Quote the lines below exactly, from the one that holds "woman's blonde hair and record integer pixel coordinates." through the final line of the records, and only those.

___ TASK DATA

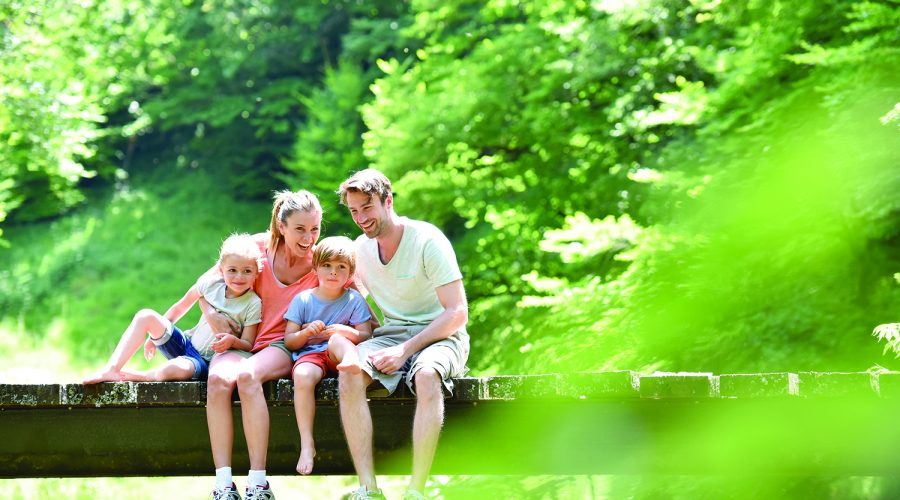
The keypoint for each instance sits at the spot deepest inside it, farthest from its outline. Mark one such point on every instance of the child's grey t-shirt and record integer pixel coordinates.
(246, 310)
(348, 309)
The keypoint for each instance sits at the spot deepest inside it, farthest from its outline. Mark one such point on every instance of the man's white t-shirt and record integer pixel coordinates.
(404, 289)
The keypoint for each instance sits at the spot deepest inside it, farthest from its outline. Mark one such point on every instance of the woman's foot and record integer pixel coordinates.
(304, 465)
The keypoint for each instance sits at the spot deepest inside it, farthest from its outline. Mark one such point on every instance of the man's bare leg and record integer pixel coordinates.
(426, 426)
(357, 422)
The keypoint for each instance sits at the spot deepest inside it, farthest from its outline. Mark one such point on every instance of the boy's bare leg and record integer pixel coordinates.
(179, 368)
(268, 364)
(219, 388)
(132, 339)
(357, 422)
(306, 376)
(426, 425)
(344, 353)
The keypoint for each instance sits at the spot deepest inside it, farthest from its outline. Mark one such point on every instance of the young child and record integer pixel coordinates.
(188, 353)
(323, 326)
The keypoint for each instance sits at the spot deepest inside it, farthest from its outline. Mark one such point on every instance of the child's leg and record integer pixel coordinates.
(341, 350)
(180, 368)
(306, 376)
(146, 320)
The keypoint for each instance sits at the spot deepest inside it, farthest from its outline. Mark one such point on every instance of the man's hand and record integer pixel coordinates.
(223, 342)
(389, 359)
(149, 349)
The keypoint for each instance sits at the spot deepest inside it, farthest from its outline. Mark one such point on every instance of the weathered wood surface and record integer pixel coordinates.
(592, 423)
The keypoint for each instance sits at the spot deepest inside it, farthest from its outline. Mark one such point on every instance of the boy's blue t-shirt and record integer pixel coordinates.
(348, 309)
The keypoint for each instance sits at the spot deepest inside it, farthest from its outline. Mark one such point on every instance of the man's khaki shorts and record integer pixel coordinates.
(447, 357)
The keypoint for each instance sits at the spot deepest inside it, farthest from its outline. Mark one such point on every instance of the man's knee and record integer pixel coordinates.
(428, 383)
(350, 384)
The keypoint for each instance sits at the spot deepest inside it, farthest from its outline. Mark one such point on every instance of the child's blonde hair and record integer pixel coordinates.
(335, 248)
(241, 245)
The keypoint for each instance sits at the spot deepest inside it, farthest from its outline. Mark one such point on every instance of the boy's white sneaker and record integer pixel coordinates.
(260, 493)
(229, 493)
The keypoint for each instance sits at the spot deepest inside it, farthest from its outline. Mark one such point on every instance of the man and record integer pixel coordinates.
(410, 269)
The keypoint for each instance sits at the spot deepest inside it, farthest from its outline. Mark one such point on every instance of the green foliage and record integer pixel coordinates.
(83, 271)
(677, 124)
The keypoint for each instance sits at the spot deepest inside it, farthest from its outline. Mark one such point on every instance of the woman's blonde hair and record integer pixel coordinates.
(286, 204)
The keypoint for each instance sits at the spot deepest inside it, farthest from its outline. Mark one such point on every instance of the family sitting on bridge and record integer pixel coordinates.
(313, 323)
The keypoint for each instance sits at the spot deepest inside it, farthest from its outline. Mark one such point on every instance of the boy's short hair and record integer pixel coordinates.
(335, 248)
(369, 181)
(241, 245)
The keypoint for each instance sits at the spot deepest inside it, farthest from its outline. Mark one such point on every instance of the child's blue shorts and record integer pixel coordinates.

______

* [RESPONSE FOR THIS EXERCISE]
The keypoint for each instance sits at the spot deepest inside it, farthest from its outline. Mark one such point on every instance of the woman's blonde hair and record integer pixel coordinates.
(286, 204)
The keypoint for each instance sits at the spot deepest inside it, farthest from its outline. Mark one such point on every instance of the family sitting on bridge and record integer pixel coordinates.
(313, 323)
The keypoint for each instance sits at the spot deepest inside it, farthest from its outline. Mark one such point on every instance of the boy's short hair and record integer pixel coordinates.
(335, 248)
(369, 181)
(241, 245)
The keypoint for each instance sits at the spot deepest inside it, farthest from its outline. Mark one such point on every instance of the child's blue shorts and record integer pixel coordinates.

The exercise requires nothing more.